:: MATERIAL FOR THIS TASK ::
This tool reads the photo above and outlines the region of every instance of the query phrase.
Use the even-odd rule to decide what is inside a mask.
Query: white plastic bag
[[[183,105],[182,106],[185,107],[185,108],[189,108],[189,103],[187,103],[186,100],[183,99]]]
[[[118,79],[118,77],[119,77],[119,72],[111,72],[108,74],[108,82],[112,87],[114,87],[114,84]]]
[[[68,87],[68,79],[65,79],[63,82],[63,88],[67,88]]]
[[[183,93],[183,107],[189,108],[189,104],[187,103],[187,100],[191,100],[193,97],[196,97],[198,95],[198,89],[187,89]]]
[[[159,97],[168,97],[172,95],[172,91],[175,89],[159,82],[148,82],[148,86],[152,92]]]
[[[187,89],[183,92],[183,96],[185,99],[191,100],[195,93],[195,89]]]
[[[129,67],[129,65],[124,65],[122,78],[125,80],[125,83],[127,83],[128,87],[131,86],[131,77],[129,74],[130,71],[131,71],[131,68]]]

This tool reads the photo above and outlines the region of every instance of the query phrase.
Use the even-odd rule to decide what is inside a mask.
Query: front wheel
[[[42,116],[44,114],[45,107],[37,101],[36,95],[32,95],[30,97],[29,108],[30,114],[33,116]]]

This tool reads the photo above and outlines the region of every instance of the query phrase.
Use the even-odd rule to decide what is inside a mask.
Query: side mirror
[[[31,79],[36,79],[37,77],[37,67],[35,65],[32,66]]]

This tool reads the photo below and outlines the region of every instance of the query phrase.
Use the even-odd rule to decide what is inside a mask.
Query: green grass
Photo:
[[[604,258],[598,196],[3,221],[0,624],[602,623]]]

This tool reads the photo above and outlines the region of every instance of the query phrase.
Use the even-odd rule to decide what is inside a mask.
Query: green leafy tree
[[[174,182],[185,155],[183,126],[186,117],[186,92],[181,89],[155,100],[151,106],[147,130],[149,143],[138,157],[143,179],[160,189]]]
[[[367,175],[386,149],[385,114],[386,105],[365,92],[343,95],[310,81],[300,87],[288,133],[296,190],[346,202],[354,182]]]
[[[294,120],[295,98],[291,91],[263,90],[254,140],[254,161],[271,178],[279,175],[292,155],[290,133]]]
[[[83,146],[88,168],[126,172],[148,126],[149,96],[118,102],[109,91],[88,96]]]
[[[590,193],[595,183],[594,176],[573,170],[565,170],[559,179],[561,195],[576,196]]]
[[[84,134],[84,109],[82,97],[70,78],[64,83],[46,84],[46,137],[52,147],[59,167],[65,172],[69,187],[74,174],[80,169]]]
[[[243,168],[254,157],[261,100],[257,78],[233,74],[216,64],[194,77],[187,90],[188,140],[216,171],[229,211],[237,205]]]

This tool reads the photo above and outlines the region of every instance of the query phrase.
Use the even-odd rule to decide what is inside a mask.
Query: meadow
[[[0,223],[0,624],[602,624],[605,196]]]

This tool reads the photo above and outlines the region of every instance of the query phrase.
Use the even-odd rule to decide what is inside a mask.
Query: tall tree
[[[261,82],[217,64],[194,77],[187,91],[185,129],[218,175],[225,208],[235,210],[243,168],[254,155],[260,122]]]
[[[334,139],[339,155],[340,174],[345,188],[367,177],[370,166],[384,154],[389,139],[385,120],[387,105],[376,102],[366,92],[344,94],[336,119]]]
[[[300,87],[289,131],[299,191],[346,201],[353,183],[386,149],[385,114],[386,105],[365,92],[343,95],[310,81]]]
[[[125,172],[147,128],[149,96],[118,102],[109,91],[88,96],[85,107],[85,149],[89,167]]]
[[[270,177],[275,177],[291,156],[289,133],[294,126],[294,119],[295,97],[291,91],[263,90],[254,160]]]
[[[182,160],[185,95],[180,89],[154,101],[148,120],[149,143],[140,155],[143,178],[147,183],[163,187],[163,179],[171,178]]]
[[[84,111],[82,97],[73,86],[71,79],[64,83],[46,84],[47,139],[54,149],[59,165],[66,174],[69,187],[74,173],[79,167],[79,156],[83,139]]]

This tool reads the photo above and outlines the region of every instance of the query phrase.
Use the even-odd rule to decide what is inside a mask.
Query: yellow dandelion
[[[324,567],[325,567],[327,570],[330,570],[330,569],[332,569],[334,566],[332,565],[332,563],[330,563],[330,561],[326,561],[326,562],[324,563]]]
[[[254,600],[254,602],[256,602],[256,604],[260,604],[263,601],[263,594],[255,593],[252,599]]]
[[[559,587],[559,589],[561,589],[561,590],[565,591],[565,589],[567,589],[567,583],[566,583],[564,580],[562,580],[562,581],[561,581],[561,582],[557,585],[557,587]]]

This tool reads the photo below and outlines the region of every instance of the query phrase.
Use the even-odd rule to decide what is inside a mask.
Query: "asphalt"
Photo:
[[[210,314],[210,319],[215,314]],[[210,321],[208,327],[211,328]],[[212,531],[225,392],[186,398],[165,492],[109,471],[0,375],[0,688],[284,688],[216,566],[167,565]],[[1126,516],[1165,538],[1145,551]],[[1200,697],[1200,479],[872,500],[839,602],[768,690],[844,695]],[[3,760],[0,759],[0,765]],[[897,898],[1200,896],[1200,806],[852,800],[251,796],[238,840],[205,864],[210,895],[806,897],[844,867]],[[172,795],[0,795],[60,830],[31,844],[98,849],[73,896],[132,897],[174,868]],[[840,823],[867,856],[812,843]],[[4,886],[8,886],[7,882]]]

:: ASSIGNMENT ::
All the entries above must be repeated exactly as they were given.

:: RESPONSE FOR THIS EXERCISE ::
This tool reads the photo above and outlines the region of every instance of the query phrase.
Use the even-odd rule to decide what is inside a mask.
Query: white plastic bag
[[[183,105],[182,106],[185,107],[185,108],[189,108],[189,103],[187,103],[186,100],[183,99]]]
[[[118,79],[118,77],[119,77],[119,72],[111,72],[108,74],[108,82],[112,87],[114,87],[114,84]]]
[[[68,87],[68,79],[65,79],[63,82],[63,88],[67,88]]]
[[[183,93],[183,107],[189,108],[189,104],[187,103],[187,100],[191,100],[193,97],[196,97],[198,95],[198,89],[187,89]]]
[[[159,97],[168,97],[172,95],[172,91],[175,89],[159,82],[148,82],[148,86],[152,92]]]
[[[187,89],[183,92],[183,96],[185,99],[191,100],[195,93],[195,89]]]
[[[129,67],[129,65],[124,65],[122,78],[125,80],[125,83],[127,83],[128,87],[131,86],[131,77],[129,74],[130,71],[131,71],[131,68]]]

This tool reads the photo above and outlines the region of every instance of the query phrase.
Use the even-odd rule to decide what is inside a mask.
Query: front wheel
[[[42,116],[44,114],[45,107],[37,101],[36,95],[32,95],[30,97],[29,108],[30,114],[33,116]]]

This tool reads the photo above and outlines the region of every instance of the query phrase.
Use the even-odd rule to decide what is inside a mask.
Query: side mirror
[[[31,79],[36,79],[37,77],[37,67],[35,65],[32,66]]]

This tool reads the photo below and outlines the region of every instance of the query phrase.
Use the even-odd rule to decide what is inside a mask.
Query: green grass
Photo:
[[[604,258],[598,196],[3,221],[0,624],[602,623]]]

This tool reads the photo above and outlines the region of every instance of the query phrase.
Use the even-odd rule to decide what is inside a mask.
Query: green leafy tree
[[[174,182],[185,155],[183,126],[186,117],[186,92],[181,89],[155,100],[151,106],[147,130],[149,143],[138,157],[143,179],[160,189]]]
[[[367,175],[386,149],[385,114],[386,105],[365,92],[343,95],[310,81],[300,87],[288,133],[296,190],[346,202],[354,182]]]
[[[294,120],[295,98],[291,91],[263,90],[254,140],[254,161],[271,178],[279,175],[292,155],[290,133]]]
[[[83,146],[88,168],[126,172],[148,126],[149,96],[118,102],[109,91],[88,96]]]
[[[590,193],[595,183],[594,176],[573,170],[565,170],[559,179],[561,195],[576,196]]]
[[[84,134],[84,109],[82,97],[70,78],[64,83],[46,84],[46,137],[52,147],[59,167],[65,172],[69,187],[74,174],[80,169]]]
[[[243,168],[254,157],[261,100],[257,78],[233,74],[216,64],[194,77],[187,90],[188,140],[216,171],[229,211],[237,205]]]

This tool reads the photo above and outlines the region of every instance of the query phrase.
Use the even-odd rule to decide what is inside a mask.
Query: meadow
[[[0,223],[0,624],[602,624],[605,196]]]

This tool reads the photo above and outlines the region of every instance of the query phrase.
Use the even-odd rule to decide what is inside a mask.
Query: tall tree
[[[261,82],[217,64],[194,77],[187,91],[185,129],[218,175],[225,208],[235,210],[243,168],[254,155],[260,122]]]
[[[334,139],[339,155],[340,174],[345,188],[367,177],[370,166],[384,154],[389,139],[385,120],[387,105],[376,102],[366,92],[344,94],[336,119]]]
[[[300,87],[289,131],[299,191],[346,201],[353,183],[386,149],[385,114],[386,105],[365,92],[343,95],[310,81]]]
[[[125,172],[147,128],[149,96],[118,102],[109,91],[88,96],[85,107],[85,149],[89,167]]]
[[[270,177],[275,177],[291,156],[289,133],[294,126],[294,119],[295,97],[291,91],[263,90],[254,160]]]
[[[182,160],[185,95],[180,89],[154,101],[148,120],[149,143],[140,155],[143,178],[147,183],[163,187],[163,179],[171,178]]]
[[[84,111],[82,97],[73,86],[71,79],[64,83],[46,84],[47,139],[54,149],[59,165],[66,174],[69,187],[74,173],[79,167],[79,156],[83,139]]]

This tool reads the photo above and outlines the region of every instance of the query phrase.
Use the even-odd rule to decide what is inside a mask.
Query: yellow dandelion
[[[324,567],[325,567],[327,570],[330,570],[330,569],[332,569],[334,566],[332,565],[332,563],[330,563],[330,561],[326,561],[326,562],[324,563]]]
[[[254,600],[254,602],[256,602],[256,604],[260,604],[263,601],[263,594],[255,593],[252,599]]]
[[[559,587],[559,589],[561,589],[561,590],[565,591],[565,589],[567,589],[567,583],[566,583],[564,580],[562,580],[562,581],[561,581],[561,582],[557,585],[557,587]]]

This tool reads the photo below and outlines the region of every instance of the query phrase.
Use the even-odd rule to decide what is inside a mask.
Query: "asphalt"
Photo:
[[[210,314],[210,319],[215,314]],[[210,321],[208,327],[211,328]],[[212,531],[225,392],[186,398],[165,492],[109,471],[0,375],[0,688],[284,688],[216,566],[167,565]],[[1126,516],[1165,538],[1145,551]],[[1200,697],[1200,479],[872,500],[839,602],[768,690],[844,695]],[[3,760],[0,759],[0,765]],[[897,898],[1200,896],[1200,806],[852,800],[251,796],[238,840],[205,864],[210,895],[806,897],[844,867]],[[172,795],[0,795],[60,830],[31,844],[98,849],[73,896],[132,897],[174,868]],[[840,823],[867,856],[812,843]],[[4,886],[8,886],[7,882]]]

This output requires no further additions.